**Фрагмент текста:**
⟨

В чем был спор и что было причиной ссоры? Наука, в понимании Герцена, — последнее слово всей культурной истории человечества, ею решаются и должны решаться все основные вопросы современности, главный из которых — правильное социальное устройство. Поэтому научное доказательство для публициста Герцена должно было приводить людей к немедленному изменению их мышления и созидаемой ими действительности.

Получается так, что научные аргументы выступали для него некоторым безусловным средством убеждения или переубеждения; научная истина должна была вести к немедленному действию, жизненной практике. Все остальное в науке — ее сомнения, неуверенность, гипотезы и проверки, ведущие к новым гипотезам и проверкам, то, что, вообще говоря, составляет подлинный и честный дух научного поиска, — было глубоко чуждо публицисту и агитатору. В конце концов Герцен вполне закономерно становится революционером, для которого все — средство.

Казалось бы, пафос «Дилетантизма в науке» — борьба с ее ложными «друзьями». Наука вышла на передний план общественного внимания, она стала неотъемлемым фрагментом европейской культуры.

Время для науки настало... — пишет автор. — Хотя бы она была в одном человеке, она — факт, великое событие не в возможности, а в действительности... За будущность науки нечего опасаться57.

⟩

**Задания:**
A - Какой вопрос современности во фрагменте о Герцене и науке назван главным?
B - Продолжите фрагмент о Герцене и науке после его последнего предложения.

**Исходные записи:**
⟨

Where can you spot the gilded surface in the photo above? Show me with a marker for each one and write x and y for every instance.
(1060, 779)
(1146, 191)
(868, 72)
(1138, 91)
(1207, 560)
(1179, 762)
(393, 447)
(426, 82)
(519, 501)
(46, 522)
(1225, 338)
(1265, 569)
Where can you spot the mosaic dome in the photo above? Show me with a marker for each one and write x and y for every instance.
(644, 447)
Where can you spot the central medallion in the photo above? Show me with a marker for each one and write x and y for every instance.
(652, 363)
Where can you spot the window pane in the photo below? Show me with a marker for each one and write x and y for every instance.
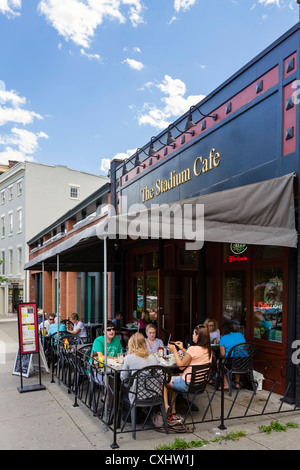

⟩

**Ответы:**
A - Правильное социальное устройство.

B -
В Европе наука давно уже не имеет врагов, но в России сложился определенный круг любителей науки, которые в сущности мешают ее нормальному развитию:

Все они чувствуют потребность пофилософствовать, но пофилософствовать между прочим, легко и приятно, в известных границах; сюда принадлежат мечтательные души, оскорбленные положительностью нашего века; они, жаждавшие везде осуществления своих милых, но несбыточных фантазий, не находят их и в науке, отворачиваются от нее и, сосредоточенные в тесных сферах личных упований и надежд, бесплодно выдыхаются в какую-то туманную даль...58

Можно предполагать с достаточным основанием, что Герцен рисует таким образом вполне конкретных людей — Боткина, Галахова, Каткова. «Надобно для того начать речь против дилетантов науки, что они клевещут на нее»59. «Дилетантизм — любовь к науке, сопряженная с совершенным отсутствием понимания ее»60.

Главное, что хотят дилетанты от науки, — убеждений. А между тем «сохраняющим личные убеждения дорога не истина, а то, что они называют истиной»61.

Дилетанты подходят храбро, без страха истины, без уважения к преемственному труду человечества, работавшего около трех тысяч лет, чтобы дойти до настоящего развития. Не спрашивают дороги, скользят с пренебрежением, полагая, что знают его, не спрашивают, что такое наука, что она должна знать, а требуют, чтоб она дала им то, что им вздумается спросить62.

Забавно только, что та же страстность, с которой автор «раздевал» ложных друзей науки, проявляется в главе, именуемой «Дилетанты и цех ученых», где уже ученый подвергается разоблачительному анализу за свою «цеховую узость», «оторванность от жизни», «схо­ла­сти­чес­кий язык», за то, что отгородившись от жизни и неспециалистов особым языком, тяжелой терминологией, наука занята построением сиюминутных теорий и искусственных классификаций, про которые сразу понятно, что они не истинны. Цеховые ученые-де утратили широкий взгляд на мир и заняты разработкой каких-то своих, весьма узких тем.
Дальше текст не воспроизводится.